## Rows
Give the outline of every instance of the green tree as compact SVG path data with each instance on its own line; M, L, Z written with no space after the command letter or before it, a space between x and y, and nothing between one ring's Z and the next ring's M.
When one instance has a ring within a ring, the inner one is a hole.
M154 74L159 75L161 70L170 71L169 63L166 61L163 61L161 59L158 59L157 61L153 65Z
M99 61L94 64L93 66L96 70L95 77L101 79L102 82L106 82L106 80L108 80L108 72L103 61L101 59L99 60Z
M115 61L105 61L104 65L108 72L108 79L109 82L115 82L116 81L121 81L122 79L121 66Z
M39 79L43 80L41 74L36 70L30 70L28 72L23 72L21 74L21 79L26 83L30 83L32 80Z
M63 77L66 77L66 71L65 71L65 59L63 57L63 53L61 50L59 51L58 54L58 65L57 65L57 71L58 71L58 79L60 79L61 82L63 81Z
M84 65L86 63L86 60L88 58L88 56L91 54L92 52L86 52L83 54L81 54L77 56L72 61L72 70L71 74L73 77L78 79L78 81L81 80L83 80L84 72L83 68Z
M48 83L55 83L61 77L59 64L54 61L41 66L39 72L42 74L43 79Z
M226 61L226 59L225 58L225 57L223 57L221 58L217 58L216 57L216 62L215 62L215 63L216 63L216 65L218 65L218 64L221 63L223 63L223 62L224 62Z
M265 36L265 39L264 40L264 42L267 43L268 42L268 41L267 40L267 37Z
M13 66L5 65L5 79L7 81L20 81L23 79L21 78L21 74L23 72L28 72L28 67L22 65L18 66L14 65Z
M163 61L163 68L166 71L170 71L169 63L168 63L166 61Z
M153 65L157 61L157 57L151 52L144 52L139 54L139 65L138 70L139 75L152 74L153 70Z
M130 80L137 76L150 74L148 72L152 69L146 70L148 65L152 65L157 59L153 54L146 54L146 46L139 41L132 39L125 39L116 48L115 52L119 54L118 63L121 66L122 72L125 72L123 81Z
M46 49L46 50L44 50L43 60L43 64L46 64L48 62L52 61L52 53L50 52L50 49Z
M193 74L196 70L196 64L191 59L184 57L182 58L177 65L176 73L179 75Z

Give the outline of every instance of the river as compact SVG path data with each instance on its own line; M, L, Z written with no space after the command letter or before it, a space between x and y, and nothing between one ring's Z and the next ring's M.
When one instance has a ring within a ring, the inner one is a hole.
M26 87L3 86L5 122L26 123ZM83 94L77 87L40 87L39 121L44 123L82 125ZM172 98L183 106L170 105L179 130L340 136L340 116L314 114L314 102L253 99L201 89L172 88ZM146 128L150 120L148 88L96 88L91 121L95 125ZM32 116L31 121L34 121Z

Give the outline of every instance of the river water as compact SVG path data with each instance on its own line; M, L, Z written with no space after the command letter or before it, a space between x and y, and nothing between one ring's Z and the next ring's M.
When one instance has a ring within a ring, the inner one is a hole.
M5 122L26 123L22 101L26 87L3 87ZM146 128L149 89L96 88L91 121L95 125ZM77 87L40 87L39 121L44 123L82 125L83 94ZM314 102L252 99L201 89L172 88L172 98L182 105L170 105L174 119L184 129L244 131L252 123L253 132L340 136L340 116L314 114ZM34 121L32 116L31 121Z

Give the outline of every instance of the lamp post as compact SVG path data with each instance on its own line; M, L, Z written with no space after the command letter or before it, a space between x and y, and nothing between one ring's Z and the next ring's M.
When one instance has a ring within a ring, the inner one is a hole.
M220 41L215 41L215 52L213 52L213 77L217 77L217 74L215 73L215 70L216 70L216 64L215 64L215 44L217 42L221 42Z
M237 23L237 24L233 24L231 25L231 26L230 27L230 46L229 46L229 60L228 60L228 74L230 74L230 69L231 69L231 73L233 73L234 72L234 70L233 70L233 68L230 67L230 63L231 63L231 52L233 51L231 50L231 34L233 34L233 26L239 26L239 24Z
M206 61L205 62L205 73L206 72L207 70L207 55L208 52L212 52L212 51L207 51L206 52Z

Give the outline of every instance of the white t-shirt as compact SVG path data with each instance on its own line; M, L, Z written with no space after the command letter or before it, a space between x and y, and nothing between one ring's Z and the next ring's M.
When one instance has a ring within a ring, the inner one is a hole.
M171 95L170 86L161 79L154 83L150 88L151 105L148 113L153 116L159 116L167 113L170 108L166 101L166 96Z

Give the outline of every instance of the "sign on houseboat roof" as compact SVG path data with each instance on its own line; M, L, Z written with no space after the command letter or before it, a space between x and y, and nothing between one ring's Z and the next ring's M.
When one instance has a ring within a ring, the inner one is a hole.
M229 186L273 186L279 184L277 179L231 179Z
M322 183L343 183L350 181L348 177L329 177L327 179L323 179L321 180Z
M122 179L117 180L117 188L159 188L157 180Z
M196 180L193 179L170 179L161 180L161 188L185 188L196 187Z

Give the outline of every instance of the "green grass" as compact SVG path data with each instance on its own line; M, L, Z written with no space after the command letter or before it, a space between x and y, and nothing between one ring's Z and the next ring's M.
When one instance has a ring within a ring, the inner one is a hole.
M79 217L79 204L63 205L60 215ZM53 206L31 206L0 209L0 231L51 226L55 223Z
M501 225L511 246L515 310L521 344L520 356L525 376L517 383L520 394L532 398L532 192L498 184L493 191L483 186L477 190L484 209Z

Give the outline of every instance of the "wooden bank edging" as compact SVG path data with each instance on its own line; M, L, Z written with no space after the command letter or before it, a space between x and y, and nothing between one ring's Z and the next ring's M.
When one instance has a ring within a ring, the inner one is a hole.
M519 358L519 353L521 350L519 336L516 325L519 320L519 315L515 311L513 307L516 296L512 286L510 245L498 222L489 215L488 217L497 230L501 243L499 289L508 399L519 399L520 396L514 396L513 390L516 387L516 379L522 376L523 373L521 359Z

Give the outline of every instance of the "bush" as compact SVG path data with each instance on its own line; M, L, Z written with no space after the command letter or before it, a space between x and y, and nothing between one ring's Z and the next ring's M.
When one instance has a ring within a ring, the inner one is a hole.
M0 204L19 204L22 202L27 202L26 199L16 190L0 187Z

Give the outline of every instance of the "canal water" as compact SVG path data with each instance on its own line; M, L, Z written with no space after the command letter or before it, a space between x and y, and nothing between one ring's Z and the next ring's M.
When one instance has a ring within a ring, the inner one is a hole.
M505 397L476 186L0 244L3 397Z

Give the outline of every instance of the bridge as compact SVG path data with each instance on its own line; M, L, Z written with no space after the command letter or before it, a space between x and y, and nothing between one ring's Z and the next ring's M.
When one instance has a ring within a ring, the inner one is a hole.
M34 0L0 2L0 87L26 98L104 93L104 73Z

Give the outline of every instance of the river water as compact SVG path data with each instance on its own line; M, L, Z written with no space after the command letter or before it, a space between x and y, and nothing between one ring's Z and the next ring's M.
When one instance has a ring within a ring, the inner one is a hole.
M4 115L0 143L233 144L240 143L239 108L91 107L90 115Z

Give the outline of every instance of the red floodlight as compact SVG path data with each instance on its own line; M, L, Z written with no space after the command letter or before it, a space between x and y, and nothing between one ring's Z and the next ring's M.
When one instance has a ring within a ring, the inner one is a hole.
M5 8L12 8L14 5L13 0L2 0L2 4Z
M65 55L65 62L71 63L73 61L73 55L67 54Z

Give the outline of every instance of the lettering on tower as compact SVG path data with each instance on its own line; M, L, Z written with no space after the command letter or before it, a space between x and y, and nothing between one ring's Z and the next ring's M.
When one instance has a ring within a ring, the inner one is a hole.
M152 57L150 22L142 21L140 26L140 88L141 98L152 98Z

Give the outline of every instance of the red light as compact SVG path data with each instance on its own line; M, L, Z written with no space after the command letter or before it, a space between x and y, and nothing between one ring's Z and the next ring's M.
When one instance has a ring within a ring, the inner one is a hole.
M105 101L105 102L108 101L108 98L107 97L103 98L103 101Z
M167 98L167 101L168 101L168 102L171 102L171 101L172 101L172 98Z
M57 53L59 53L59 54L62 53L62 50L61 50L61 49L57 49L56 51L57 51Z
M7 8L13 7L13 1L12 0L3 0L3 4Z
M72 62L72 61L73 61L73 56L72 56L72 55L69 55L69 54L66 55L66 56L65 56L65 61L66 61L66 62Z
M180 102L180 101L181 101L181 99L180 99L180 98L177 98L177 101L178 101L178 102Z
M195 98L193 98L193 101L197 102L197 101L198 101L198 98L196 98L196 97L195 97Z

## Goal of the exercise
Can you arrange the material as a Markdown table with the columns Row and Line, starting at the line that contains "Give the outline of every instance of the river as" and stopping after the line that contains "M171 95L170 86L161", with blank lines omitted?

## Result of the exercise
| Row | Line |
|---|---|
| 1 | Give the outline of every instance of the river as compact SVG path data with each instance on its own line; M, L, Z written with no space after the command letter or before it, a space between x and y, and nothing between one ring's Z and the next ring's M. |
| 2 | When one instance has a ring within a ring, the inner one is a hole. |
| 3 | M26 87L3 86L5 122L26 123ZM83 94L77 87L40 87L39 121L44 123L82 125ZM172 98L183 106L170 105L179 130L340 136L340 116L314 114L314 102L253 99L201 89L172 88ZM146 128L150 120L148 88L96 88L91 121L95 125ZM32 116L31 121L34 121Z |
| 4 | Give the outline of every instance of the river water as compact SVG path data with each instance on its own line; M, L, Z written with no space after the command letter or before it, a space between x and y, and nothing between one ring's Z and the next ring's M. |
| 5 | When one instance has a ring within a ring, the inner one is a hole. |
| 6 | M5 122L26 123L22 101L26 87L3 87ZM146 128L149 89L96 88L91 121L95 125ZM77 87L40 87L39 121L44 123L82 125L83 94ZM314 102L252 99L201 89L172 88L172 98L182 105L170 105L174 119L184 129L244 131L252 123L253 132L340 136L340 116L314 114ZM34 121L32 116L31 121Z |
| 7 | Give the outline of every instance of the lamp post as compact SVG path data with each instance on its own line; M, L, Z written with no space after the command letter or before it, a space between x and y, and nothing between one ring's Z and the next ring's M. |
| 8 | When one instance has a ring within a ring, the inner one is a hole. |
| 9 | M220 41L215 41L215 52L213 52L213 77L217 77L217 74L215 73L215 70L216 70L216 64L215 64L215 44L217 42L221 42Z |
| 10 | M237 23L237 24L233 24L231 25L231 26L230 27L230 46L229 46L229 60L228 60L228 74L230 74L230 69L231 69L231 73L233 73L234 72L234 70L233 70L233 68L230 67L230 63L231 63L231 52L233 51L231 50L231 34L233 34L233 26L239 26L239 24Z |
| 11 | M206 61L205 62L205 73L206 72L207 70L207 55L208 52L212 52L212 51L207 51L206 52Z |
| 12 | Give the outline of every instance of the white t-shirt as compact SVG path data with each instance on its own line; M, L, Z written with no space after the command letter or before it, a space between x and y, and nothing between one ring's Z and the next ring's M. |
| 13 | When one instance has a ring within a ring, the inner one is a hole. |
| 14 | M171 95L170 86L161 79L154 83L150 88L151 105L148 113L153 116L159 116L167 113L170 108L166 101L166 96Z |